◆ WORK INSTRUCTIONS ◆
Return every entry exactly.

++++ DATA FOR PROCESSING ++++

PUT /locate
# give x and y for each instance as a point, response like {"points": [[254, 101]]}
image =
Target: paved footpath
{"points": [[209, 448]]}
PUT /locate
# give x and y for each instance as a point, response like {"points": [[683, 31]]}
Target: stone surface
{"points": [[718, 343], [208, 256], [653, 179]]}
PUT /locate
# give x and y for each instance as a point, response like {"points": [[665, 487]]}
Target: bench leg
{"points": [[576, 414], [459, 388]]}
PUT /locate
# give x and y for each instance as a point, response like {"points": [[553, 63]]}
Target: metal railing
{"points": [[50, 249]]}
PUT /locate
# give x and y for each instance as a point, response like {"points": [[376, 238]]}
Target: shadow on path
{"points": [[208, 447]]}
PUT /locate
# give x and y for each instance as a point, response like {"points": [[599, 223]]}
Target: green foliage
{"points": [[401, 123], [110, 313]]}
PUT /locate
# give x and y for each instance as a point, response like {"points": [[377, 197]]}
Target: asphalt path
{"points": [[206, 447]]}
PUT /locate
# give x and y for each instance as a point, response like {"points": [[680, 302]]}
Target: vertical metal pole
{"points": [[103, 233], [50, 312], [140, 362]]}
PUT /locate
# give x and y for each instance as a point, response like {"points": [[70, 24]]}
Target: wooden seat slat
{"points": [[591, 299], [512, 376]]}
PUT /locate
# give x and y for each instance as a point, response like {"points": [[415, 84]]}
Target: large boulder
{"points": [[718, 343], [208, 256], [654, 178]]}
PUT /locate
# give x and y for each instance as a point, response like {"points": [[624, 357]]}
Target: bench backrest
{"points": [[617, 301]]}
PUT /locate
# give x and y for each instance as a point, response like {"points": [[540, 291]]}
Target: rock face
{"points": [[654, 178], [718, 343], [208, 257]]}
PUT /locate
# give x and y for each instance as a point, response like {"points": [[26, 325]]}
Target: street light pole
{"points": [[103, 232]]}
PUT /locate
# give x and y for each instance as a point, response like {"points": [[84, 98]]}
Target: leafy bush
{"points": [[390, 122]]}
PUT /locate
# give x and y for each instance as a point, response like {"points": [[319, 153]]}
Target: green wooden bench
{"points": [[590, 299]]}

++++

◆ FULL OUTPUT ◆
PUT /locate
# give x and y for each instance as a point, response like {"points": [[254, 101]]}
image =
Target: paved footpath
{"points": [[209, 448]]}
PUT /locate
# give x and y for each instance as a point, response like {"points": [[683, 31]]}
Target: stone surface
{"points": [[718, 343], [208, 256], [653, 179]]}
PUT /locate
# give x and y for each instance as a point, response like {"points": [[665, 487]]}
Target: bench leg
{"points": [[576, 414], [459, 388]]}
PUT /locate
# give x and y for each instance as a point, response like {"points": [[553, 63]]}
Target: metal railing
{"points": [[50, 249]]}
PUT /locate
# give x and y for each instance as a point, response like {"points": [[376, 238]]}
Target: shadow on path
{"points": [[208, 447]]}
PUT /locate
# give x and y for each instance as a point, response like {"points": [[599, 223]]}
Target: green foliage
{"points": [[401, 123], [110, 313]]}
PUT /locate
# give x and y for each instance as a point, response like {"points": [[377, 197]]}
Target: asphalt path
{"points": [[206, 447]]}
PUT /locate
# give x and y for each instance as a point, response like {"points": [[680, 302]]}
Target: vertical metal pole
{"points": [[103, 233], [50, 312], [140, 362]]}
PUT /locate
# give x and y for each instance as a point, response like {"points": [[70, 24]]}
Target: wooden seat slat
{"points": [[591, 299], [512, 376]]}
PUT /locate
# give x and y for each instance as a point, response like {"points": [[415, 84]]}
Target: large boulder
{"points": [[718, 343], [208, 256], [654, 178]]}
PUT /locate
# give x and y for each instance as a point, response like {"points": [[624, 357]]}
Target: bench backrest
{"points": [[617, 301]]}
PUT /locate
# give x and y for each instance as a point, response like {"points": [[540, 291]]}
Target: rock face
{"points": [[654, 178], [718, 343], [208, 257]]}
PUT /locate
# give x and y for each instance as a point, response like {"points": [[26, 325]]}
Target: street light pole
{"points": [[103, 232]]}
PUT /locate
# give x and y for each instance as a point, response like {"points": [[84, 98]]}
Target: leafy bush
{"points": [[390, 122]]}
PUT /locate
# give x and y for each instance as a point, response like {"points": [[319, 153]]}
Target: green wooden bench
{"points": [[590, 299]]}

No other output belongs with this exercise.